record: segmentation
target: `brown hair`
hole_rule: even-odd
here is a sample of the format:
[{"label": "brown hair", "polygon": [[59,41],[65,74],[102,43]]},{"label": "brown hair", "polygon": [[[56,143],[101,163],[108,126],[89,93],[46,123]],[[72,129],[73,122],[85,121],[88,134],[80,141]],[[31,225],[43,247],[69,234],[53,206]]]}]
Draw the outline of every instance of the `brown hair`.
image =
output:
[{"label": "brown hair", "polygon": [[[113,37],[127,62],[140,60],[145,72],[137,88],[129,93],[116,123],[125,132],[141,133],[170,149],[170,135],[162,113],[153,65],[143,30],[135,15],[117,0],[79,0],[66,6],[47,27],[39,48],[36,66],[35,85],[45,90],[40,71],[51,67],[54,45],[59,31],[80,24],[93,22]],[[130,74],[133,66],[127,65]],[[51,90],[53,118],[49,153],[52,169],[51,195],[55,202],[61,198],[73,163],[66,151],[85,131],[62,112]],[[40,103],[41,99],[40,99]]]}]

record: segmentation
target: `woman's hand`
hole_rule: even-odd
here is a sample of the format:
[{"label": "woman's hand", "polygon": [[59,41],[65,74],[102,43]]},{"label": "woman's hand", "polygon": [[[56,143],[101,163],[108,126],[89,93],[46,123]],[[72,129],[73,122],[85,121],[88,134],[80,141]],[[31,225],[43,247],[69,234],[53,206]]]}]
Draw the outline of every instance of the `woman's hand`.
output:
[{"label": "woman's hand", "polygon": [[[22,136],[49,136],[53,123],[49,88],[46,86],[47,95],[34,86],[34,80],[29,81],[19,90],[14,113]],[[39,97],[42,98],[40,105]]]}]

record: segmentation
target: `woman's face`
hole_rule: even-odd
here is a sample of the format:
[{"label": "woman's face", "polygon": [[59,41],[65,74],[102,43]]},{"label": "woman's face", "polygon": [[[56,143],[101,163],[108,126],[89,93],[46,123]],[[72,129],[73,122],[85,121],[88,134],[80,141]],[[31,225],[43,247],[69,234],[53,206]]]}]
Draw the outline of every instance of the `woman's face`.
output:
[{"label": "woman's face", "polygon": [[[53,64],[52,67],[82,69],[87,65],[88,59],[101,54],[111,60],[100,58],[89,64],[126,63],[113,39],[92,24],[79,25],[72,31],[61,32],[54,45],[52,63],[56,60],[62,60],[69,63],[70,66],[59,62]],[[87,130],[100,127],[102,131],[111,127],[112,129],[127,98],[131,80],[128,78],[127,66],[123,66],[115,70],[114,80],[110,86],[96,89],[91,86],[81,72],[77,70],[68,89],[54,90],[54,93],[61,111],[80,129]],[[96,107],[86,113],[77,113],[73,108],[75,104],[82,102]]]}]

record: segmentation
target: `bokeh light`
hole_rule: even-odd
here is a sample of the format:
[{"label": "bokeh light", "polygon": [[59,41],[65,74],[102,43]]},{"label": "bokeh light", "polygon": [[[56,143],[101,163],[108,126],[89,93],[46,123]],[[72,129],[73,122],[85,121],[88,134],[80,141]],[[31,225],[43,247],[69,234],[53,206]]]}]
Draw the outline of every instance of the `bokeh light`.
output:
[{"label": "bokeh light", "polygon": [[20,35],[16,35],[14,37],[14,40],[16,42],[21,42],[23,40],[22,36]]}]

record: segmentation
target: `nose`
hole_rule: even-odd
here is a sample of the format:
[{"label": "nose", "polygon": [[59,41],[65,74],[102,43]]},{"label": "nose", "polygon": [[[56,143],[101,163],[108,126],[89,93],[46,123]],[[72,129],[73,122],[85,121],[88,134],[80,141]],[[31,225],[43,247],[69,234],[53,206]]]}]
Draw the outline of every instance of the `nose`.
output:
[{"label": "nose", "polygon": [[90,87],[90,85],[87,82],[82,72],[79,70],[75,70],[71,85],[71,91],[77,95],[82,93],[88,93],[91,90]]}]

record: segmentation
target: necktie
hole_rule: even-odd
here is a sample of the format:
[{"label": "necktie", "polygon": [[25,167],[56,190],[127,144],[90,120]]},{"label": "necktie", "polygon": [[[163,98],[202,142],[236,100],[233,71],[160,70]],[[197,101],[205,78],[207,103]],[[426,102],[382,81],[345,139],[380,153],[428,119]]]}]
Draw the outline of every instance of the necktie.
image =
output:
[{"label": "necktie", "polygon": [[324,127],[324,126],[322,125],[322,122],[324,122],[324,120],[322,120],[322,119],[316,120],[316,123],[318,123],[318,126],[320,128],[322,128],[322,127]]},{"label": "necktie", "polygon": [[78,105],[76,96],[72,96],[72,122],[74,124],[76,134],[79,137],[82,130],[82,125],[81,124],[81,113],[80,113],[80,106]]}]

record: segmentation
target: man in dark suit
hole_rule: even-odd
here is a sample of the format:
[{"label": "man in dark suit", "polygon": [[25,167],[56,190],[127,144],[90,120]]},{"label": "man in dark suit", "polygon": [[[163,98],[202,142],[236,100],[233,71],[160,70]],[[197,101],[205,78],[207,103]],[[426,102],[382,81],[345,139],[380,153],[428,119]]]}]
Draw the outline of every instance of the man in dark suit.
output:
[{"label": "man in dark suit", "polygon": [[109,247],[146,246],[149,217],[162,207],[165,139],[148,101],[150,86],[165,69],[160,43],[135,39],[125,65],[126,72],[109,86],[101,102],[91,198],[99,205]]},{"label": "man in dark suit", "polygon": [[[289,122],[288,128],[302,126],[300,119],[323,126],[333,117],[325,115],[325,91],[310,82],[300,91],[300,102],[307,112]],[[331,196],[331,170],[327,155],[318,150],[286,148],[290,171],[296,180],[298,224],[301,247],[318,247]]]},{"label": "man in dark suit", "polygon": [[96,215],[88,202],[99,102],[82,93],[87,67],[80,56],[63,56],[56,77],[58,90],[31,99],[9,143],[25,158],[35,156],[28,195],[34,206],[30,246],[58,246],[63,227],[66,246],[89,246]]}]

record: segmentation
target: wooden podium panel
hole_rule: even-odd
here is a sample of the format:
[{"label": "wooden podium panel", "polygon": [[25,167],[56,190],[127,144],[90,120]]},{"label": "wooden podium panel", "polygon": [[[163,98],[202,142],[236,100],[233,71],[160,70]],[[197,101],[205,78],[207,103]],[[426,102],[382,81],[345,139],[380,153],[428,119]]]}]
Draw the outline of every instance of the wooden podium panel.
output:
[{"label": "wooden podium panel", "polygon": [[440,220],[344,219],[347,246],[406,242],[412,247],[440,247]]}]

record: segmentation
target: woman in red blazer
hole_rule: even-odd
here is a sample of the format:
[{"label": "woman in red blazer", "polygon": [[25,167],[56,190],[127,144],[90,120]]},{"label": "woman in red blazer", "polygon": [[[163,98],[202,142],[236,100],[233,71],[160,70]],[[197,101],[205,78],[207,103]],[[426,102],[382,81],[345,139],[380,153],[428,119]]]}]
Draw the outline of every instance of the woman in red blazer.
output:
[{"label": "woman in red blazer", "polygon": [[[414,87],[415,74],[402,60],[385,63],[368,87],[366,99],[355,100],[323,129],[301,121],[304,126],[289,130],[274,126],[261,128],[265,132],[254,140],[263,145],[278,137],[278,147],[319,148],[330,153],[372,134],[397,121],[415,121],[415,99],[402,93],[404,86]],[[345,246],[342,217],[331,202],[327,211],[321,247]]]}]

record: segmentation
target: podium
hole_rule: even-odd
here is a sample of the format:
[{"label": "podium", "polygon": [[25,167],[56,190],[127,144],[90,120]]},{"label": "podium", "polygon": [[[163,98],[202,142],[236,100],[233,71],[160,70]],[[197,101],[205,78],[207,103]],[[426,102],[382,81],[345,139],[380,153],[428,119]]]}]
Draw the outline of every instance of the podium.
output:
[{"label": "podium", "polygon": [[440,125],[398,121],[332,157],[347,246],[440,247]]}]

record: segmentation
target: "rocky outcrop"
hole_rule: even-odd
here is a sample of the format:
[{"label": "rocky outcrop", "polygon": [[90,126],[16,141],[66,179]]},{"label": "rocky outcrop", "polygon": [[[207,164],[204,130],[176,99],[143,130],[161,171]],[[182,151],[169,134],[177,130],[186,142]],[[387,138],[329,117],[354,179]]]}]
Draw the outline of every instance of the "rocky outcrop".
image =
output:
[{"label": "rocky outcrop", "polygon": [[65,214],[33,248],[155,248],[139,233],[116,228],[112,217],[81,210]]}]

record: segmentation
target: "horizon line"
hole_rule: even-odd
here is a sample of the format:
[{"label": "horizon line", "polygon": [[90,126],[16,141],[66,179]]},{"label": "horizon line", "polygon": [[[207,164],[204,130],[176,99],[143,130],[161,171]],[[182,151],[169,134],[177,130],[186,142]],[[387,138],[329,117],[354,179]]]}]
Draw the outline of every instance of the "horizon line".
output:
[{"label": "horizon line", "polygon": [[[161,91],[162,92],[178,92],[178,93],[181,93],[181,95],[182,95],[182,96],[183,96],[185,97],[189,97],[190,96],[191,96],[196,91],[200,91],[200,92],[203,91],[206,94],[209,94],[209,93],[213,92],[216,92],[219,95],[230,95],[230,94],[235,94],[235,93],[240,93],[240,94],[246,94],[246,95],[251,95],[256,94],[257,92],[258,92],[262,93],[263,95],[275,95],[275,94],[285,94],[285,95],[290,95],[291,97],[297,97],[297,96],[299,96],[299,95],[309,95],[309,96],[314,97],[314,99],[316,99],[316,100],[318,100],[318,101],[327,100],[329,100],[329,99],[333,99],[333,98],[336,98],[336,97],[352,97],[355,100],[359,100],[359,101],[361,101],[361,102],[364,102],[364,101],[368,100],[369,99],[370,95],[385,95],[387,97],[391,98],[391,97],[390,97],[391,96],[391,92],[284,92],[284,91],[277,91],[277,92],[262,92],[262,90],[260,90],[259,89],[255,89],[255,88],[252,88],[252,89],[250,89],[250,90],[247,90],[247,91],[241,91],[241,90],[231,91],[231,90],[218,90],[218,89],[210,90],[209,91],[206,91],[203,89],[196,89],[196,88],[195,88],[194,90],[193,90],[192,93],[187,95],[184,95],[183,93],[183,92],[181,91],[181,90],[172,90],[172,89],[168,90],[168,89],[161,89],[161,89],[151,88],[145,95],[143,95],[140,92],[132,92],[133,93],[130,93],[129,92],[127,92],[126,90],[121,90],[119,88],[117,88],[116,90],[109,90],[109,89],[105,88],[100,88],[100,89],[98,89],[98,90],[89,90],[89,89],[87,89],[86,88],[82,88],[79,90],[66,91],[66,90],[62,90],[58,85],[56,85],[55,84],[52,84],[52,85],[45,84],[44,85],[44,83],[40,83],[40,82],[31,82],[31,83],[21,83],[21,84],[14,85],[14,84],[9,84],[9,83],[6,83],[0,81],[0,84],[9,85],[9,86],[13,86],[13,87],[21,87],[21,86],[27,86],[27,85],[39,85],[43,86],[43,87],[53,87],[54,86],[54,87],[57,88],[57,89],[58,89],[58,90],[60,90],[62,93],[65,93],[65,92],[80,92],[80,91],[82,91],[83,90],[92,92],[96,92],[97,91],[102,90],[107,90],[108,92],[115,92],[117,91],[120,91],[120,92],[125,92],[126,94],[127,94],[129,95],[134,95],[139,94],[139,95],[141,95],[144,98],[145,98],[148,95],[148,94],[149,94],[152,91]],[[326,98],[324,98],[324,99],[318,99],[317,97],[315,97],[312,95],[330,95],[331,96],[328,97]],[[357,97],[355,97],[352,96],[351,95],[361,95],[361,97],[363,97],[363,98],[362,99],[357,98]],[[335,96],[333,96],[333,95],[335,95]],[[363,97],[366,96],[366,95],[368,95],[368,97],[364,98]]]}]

++++++

- **Consignes de l'exercice**: Relevez chaque ligne ci-dessus où figure le mot « necktie ».

- **Résultat**:
target: necktie
[{"label": "necktie", "polygon": [[25,167],[56,190],[127,144],[90,120]]},{"label": "necktie", "polygon": [[[163,98],[202,142],[236,100],[233,71],[160,70]],[[197,101],[205,78],[207,103]],[[426,102],[382,81],[345,139],[380,153],[428,119]]]}]
Draw the outline of every instance of the necktie.
[{"label": "necktie", "polygon": [[324,127],[324,126],[322,125],[322,122],[324,122],[324,120],[322,120],[322,119],[316,120],[316,123],[318,123],[318,126],[320,128],[322,128],[322,127]]},{"label": "necktie", "polygon": [[78,105],[76,96],[72,96],[72,122],[74,124],[76,134],[79,137],[82,130],[82,125],[81,124],[81,113],[80,113],[80,106]]}]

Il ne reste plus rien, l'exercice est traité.